DATA LINES –
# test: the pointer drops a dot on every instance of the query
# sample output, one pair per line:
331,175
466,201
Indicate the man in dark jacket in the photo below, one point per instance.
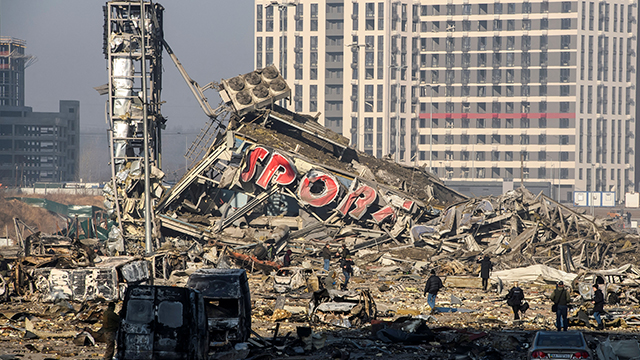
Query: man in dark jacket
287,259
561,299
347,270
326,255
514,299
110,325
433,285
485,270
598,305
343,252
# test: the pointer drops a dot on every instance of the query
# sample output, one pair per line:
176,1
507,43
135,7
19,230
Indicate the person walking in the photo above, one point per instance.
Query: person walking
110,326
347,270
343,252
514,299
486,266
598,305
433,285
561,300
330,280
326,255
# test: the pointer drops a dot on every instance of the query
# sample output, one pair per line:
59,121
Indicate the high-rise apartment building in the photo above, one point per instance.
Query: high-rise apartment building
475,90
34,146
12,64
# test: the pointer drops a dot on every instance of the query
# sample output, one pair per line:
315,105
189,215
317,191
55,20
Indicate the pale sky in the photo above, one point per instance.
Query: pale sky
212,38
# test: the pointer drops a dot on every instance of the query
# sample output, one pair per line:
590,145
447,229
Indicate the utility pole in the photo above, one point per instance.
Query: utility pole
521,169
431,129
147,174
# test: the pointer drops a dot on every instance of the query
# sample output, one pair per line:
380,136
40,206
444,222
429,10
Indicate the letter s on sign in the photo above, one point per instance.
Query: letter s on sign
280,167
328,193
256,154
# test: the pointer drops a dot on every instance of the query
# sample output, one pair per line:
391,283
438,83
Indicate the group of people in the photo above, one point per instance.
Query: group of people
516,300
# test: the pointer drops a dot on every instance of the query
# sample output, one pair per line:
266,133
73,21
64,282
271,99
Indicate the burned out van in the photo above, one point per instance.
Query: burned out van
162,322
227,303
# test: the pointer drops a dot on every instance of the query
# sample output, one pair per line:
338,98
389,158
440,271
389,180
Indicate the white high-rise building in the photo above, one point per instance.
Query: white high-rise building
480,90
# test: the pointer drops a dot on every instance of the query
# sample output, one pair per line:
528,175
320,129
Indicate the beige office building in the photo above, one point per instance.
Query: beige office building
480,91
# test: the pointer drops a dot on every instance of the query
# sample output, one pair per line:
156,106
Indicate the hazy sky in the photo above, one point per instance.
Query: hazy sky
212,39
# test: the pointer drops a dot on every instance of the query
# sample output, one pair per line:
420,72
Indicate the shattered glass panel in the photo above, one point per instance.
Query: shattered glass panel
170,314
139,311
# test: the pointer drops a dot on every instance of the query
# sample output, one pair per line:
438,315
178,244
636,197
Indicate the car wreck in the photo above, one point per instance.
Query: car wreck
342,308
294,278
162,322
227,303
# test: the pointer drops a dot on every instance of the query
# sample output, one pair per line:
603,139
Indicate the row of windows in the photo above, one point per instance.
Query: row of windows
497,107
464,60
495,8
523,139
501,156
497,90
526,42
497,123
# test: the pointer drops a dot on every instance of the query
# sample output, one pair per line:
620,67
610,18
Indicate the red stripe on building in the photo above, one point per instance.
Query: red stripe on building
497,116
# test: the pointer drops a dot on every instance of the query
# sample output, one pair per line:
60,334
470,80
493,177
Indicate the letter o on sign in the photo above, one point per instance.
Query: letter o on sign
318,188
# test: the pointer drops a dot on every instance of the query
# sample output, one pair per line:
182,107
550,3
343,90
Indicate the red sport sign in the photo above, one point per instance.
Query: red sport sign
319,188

OBJECTIVE – Copy the data exactly. Any picture it contains is to be omitted.

ANSWER IN FULL –
# test: the pointer drops a dot on every instance of the query
# sample output, one pair per line:
331,175
466,201
Indicate the man in dark jacket in the photo below, one point per instance.
Query: man in dark jacket
287,259
561,299
347,270
326,255
514,299
110,325
433,285
485,270
598,305
343,252
# test: the pointer drops a dot on every instance of the query
# sample output, one pair per line:
176,1
507,43
135,7
19,230
Indicate the person walking in the photo above, one point per instance.
Query: person walking
110,326
347,270
343,252
514,299
486,266
598,305
433,285
561,300
330,280
326,255
# test: the pointer drops a dot on every instance of the query
# sample output, one pair per line:
59,121
Indicate the high-rise apartment building in the photo above, one point per instance.
Query: high-rise apartment building
475,90
34,146
12,64
# test: the pointer drops a dot on every instance of the query
# sample output, one pair per line:
315,105
189,215
317,191
55,20
Indicate the pale sky in the photo above, one point per instance.
Query: pale sky
212,38
# test: the pointer drops a dot on every instance of the query
# sample output, one pair per line:
590,145
447,229
Indicate the utility pole in the photo above, one point per instance.
Query: utility pole
521,169
431,129
147,174
# test: the pointer drops a dot on every instance of the query
# sample output, one pair per line:
380,136
40,206
444,222
429,10
Indicate the letter s on sign in the photo above, one point per instance.
Query: letter s on sign
280,167
328,193
256,154
# test: the pointer drops a dot on every instance of the query
# sample output, one pair per line:
391,283
438,83
Indicate the group of people in the photo above, one point per instance.
Query: group of people
516,300
# test: the pointer drops a dot on every instance of the query
# sample output, one pair per line:
266,133
73,21
64,282
271,99
Indicate the burned out van in the photo above, one point per instance.
Query: burned out van
162,322
227,303
# test: the pointer drops a dot on every instance of the query
# sample output, one pair per line:
338,98
389,158
440,271
389,180
Indicate the white high-rise building in the photo above, one point per instance.
Query: white high-rise building
480,90
# test: the pointer drops a dot on every instance of the query
# sample output, one pair per line:
528,175
320,129
Indicate the beige office building in the photo above, one point per instance.
Query: beige office building
480,91
# test: the pointer drops a dot on every instance of the query
# sample output, one pair per line:
156,106
Indicate the hazy sky in the photo above, one point per instance.
Query: hazy sky
212,39
# test: the pointer drops a dot on every instance of the query
# sample output, one pair per line:
420,72
Indicate the shattered glass panel in the photo above, one point per instance.
Query: shattered glass panel
170,314
139,311
# test: the pointer drops a dot on every instance of the query
# sample output, one pair per line:
438,315
178,244
636,197
Indicate the car wreck in the photo above, one point per instance.
Query: car wreck
342,308
294,278
162,322
227,303
# test: the pointer drops a dot on every instance of the query
# sample output, one pair per line:
603,139
Indicate the row of windows in the photo above, one point per instance.
Query: row of windows
497,107
464,60
495,8
523,139
501,156
497,90
526,42
497,123
# test: the pointer drops a dot on every instance of the query
# sample output, one pair per line:
620,67
610,18
Indicate the red stripe on building in the photo above, one point per instance.
Query: red stripe on building
497,116
# test: the pointer drops a dot on every instance of the query
# sample output, one pair per line:
60,334
470,80
493,177
Indicate the letter o on sign in the photo above, one point per instance.
Query: letter o on sign
318,188
# test: the pointer drops a dot on every instance of the query
# sample output, one pair per line:
182,107
550,3
343,90
Indicate the red sport sign in the photo above, one point per instance.
Query: red sport sign
319,188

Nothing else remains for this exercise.